Data extract:
-- start --

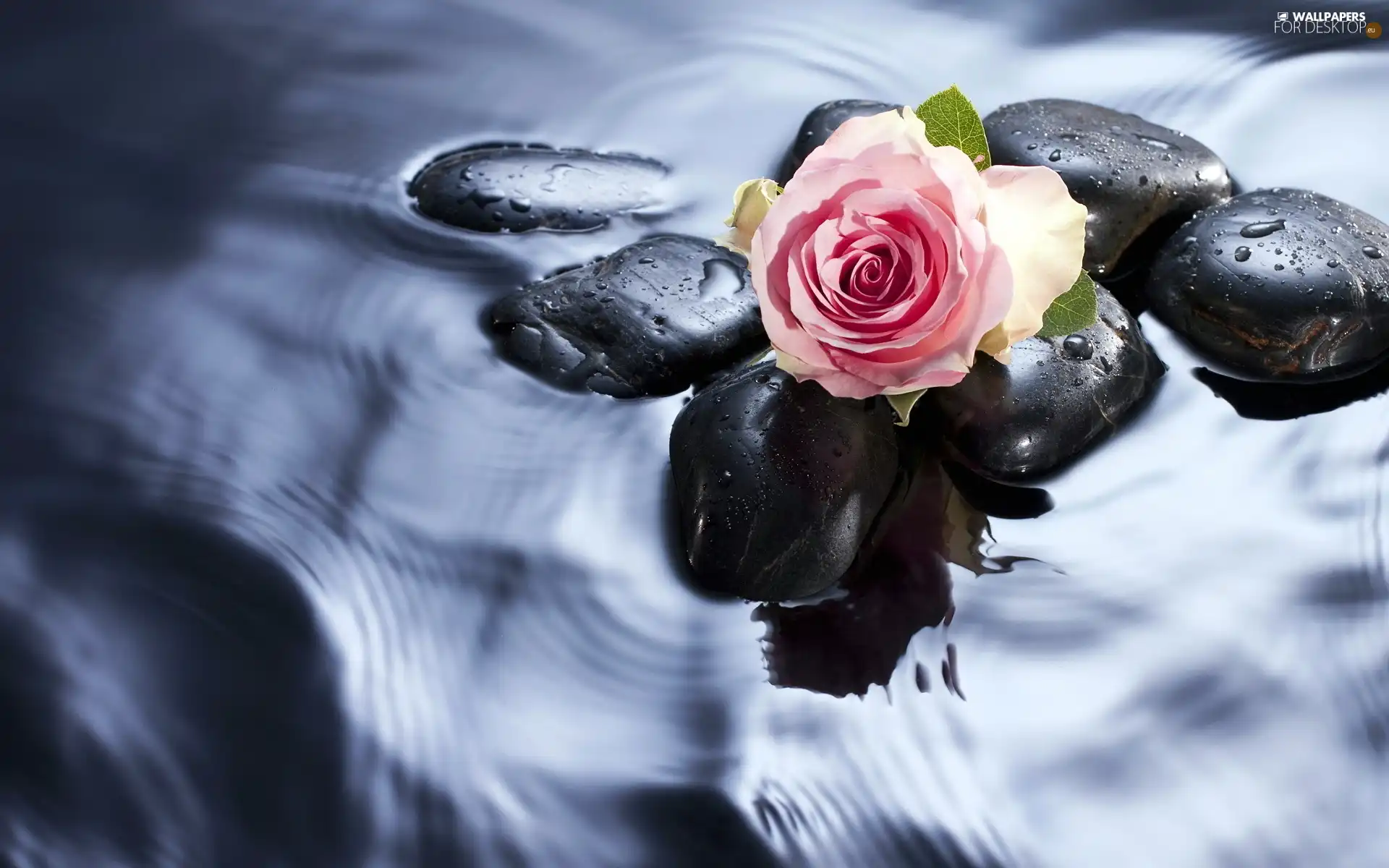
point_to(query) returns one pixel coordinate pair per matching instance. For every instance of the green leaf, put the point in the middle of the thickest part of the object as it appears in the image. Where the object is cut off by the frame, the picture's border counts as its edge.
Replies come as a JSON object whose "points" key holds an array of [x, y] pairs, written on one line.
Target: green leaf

-- end --
-- start --

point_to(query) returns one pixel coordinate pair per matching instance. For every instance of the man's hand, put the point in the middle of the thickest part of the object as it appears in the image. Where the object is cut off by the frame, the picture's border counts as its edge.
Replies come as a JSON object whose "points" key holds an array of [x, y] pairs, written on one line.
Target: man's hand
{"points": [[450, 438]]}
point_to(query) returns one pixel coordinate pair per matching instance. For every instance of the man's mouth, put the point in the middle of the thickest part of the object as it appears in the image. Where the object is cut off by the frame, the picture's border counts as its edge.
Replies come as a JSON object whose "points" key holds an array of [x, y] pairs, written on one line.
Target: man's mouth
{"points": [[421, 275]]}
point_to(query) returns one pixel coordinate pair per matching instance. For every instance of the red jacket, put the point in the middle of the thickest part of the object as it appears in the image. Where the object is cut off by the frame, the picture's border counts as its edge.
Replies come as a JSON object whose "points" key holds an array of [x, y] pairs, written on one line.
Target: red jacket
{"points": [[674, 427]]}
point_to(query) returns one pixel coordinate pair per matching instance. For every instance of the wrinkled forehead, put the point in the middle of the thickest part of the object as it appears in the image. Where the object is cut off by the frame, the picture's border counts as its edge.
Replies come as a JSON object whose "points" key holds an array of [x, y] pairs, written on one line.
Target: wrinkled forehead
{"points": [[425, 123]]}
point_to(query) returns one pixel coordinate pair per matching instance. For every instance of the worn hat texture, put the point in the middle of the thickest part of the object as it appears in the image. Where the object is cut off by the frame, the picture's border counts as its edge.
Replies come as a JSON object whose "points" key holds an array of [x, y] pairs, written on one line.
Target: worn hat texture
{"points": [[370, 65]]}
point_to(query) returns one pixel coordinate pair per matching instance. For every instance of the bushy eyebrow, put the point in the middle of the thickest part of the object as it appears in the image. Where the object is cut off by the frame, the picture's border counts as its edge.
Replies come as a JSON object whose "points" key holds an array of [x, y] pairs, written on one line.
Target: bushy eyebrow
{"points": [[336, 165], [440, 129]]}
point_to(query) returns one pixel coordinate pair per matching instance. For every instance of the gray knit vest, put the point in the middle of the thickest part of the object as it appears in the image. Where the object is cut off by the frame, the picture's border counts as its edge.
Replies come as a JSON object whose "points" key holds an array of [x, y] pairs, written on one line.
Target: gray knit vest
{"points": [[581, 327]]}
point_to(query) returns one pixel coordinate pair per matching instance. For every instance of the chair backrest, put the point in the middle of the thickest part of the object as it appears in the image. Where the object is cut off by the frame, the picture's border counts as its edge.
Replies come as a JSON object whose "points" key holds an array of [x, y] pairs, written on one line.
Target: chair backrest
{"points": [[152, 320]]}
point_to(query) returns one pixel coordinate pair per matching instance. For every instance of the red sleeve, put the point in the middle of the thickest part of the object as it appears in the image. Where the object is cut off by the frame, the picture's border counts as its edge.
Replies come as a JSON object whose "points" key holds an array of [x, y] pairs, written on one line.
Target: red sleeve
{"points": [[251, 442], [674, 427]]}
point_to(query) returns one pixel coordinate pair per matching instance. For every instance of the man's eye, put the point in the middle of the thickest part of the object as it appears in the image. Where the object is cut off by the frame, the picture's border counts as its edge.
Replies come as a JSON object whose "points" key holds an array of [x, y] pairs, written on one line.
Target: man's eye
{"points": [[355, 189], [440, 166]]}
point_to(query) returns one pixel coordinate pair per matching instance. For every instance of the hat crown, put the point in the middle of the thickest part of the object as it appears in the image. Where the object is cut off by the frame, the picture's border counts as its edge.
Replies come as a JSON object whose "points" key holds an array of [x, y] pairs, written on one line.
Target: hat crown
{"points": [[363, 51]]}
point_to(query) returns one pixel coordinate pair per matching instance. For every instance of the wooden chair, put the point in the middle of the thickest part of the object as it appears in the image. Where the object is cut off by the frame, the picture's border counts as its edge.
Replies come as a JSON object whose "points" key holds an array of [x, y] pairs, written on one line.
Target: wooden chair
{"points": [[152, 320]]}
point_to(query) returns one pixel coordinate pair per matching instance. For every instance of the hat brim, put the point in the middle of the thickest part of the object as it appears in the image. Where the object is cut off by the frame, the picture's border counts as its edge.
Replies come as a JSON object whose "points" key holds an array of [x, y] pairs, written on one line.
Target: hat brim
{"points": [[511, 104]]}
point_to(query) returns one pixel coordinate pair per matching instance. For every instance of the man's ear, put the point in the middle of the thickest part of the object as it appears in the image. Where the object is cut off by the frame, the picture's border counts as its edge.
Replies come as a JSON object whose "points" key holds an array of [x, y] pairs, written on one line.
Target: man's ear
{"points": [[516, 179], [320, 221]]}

-- end --

Given exercise: Extract each line from the items above that contains the word "hand", and copy every such line whole. Treat the match as case-sensitive.

The reply:
point_to(query) returns one pixel coordinate pair per matching instance. For every instance of the man's hand, put the point in the middle of the thickest part of the object as it appears in the image. Where the object is cut off by the frame, the picture's border counts as its edge.
Target: man's hand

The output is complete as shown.